Records excerpted from a collection

========================================================================

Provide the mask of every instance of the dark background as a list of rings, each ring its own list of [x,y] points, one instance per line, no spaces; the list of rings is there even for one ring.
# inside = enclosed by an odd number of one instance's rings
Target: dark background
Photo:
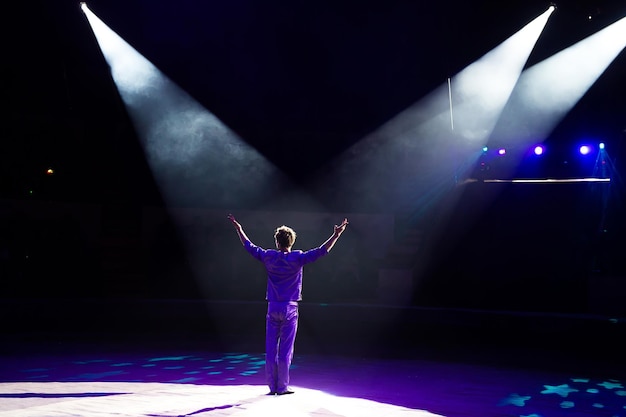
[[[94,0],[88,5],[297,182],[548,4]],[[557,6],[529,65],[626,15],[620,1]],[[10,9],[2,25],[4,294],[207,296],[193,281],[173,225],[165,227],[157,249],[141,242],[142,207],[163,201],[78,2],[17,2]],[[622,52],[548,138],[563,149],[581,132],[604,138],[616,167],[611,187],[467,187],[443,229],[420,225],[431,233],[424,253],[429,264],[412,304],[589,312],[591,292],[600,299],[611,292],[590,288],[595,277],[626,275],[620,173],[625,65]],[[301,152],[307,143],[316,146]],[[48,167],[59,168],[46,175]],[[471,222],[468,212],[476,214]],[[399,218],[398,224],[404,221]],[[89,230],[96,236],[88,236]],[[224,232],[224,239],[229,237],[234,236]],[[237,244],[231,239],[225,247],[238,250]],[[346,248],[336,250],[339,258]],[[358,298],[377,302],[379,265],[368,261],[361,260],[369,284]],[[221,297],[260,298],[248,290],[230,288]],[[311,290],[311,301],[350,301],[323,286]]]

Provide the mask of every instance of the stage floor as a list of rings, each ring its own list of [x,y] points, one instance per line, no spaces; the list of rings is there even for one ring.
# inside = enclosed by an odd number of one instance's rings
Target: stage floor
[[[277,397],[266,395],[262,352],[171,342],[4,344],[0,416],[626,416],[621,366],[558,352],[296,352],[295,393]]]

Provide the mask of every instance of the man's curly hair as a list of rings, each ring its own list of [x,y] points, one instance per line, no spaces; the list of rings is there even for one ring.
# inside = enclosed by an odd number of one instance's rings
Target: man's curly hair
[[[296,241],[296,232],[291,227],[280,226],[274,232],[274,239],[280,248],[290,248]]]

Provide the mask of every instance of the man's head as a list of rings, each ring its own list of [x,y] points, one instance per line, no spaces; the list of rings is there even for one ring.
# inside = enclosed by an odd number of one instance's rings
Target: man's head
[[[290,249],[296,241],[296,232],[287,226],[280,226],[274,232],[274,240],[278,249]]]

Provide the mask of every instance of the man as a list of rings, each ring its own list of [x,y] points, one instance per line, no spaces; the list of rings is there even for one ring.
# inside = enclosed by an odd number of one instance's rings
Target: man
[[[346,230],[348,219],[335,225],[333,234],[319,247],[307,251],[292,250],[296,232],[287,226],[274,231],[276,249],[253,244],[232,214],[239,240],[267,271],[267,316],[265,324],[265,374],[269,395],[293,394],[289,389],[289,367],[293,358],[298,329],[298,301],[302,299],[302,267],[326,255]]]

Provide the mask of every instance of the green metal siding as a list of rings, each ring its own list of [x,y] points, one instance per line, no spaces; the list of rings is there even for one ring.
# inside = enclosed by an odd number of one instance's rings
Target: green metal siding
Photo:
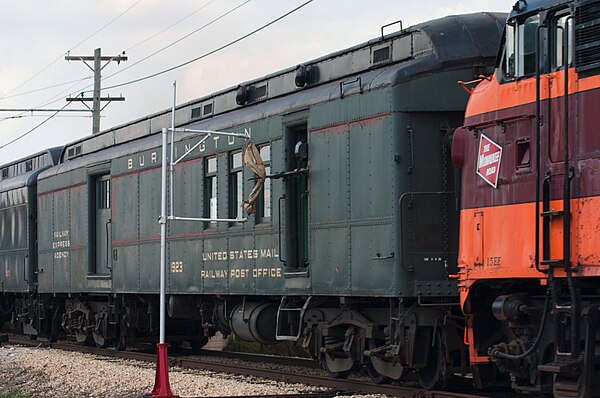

========================================================================

- _Task to carry out_
What you should output is every line of the records above, from the first through the line containing "Target: dark background", unchanged.

- _Solved problem_
Provide the mask of every instance of the dark background as a list of rings, each ring its own list of [x,y] points, one instance per line, no spaces; the list of rings is there even for one ring.
# inside = enclosed by an odd number of one instance's rings
Target: dark background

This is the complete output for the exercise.